→ **ACTIVITY**:
Check every line below for the word "grass" and show those that hold it.

→ **Stored entries**:
§ §

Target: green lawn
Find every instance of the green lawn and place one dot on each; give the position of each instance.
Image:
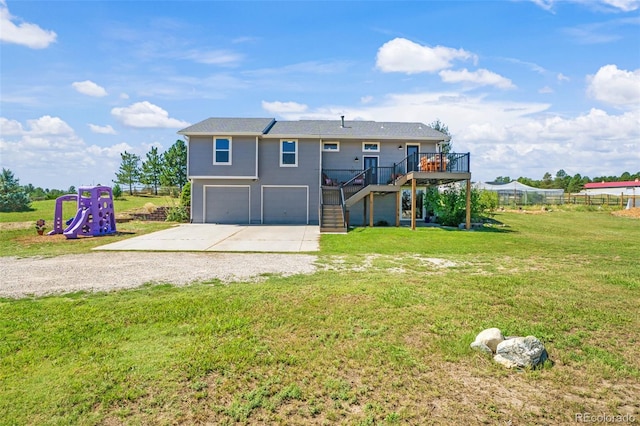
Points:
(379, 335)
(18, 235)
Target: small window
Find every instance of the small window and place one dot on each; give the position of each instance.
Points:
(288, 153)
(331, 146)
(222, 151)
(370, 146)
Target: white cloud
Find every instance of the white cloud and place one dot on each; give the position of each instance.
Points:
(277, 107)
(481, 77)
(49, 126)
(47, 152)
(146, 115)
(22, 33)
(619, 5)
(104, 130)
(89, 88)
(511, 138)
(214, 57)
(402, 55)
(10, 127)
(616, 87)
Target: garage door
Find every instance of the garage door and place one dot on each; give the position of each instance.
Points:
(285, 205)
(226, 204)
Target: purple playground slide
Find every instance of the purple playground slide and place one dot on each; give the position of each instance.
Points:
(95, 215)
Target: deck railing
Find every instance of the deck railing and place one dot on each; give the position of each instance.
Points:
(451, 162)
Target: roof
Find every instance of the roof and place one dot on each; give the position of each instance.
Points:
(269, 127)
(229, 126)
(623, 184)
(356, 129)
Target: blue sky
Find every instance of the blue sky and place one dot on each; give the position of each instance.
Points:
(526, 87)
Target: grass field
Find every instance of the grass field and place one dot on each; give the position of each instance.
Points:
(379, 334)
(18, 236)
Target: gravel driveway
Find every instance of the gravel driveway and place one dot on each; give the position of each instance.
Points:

§ §

→ **REPLY TO THE TASK**:
Target: grass field
Find every instance of the grass field and place one dot on each; give the position of each instance.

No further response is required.